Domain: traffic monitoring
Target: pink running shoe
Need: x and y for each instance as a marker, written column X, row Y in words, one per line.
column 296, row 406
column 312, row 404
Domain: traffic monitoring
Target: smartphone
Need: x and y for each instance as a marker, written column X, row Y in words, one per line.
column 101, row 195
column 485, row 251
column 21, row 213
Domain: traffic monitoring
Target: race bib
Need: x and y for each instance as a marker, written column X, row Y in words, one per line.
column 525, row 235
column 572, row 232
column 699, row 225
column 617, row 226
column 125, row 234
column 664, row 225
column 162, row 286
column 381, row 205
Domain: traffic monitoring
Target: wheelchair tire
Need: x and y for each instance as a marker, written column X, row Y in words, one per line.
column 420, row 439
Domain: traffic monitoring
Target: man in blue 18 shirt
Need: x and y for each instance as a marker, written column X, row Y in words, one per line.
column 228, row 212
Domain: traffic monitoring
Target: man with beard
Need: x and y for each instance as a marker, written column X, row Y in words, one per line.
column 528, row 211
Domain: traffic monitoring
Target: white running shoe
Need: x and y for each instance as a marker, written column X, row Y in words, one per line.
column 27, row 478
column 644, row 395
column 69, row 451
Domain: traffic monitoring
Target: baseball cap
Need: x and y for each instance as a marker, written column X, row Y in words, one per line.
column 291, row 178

== Work to complete ==
The expected answer is an exact copy of the lines above, beginning at the line with "Target: smartphone" and ending at the line with "Target: man with beard", with both ends in.

== Result below ==
Target: smartphone
Need: x and y for each instance as a marker, written column X, row Y in words, one per line.
column 101, row 195
column 485, row 251
column 21, row 213
Domain: traffic monitoring
Target: race bib
Need: x and y for each instance as a marker, written column X, row Y in words, one per line.
column 525, row 235
column 572, row 232
column 699, row 225
column 617, row 226
column 125, row 234
column 664, row 225
column 162, row 286
column 381, row 205
Domain: traffic monitoring
Target: wheelchair tire
Need: x and y for each instance as a marker, written column X, row Y in words, one per line.
column 420, row 439
Domain: traffic monitoring
Target: man in blue 18 shirt
Need: x and y for each instance as a marker, written column X, row Y in words, one per line.
column 228, row 212
Domain: traffic monitoring
Target: man with beard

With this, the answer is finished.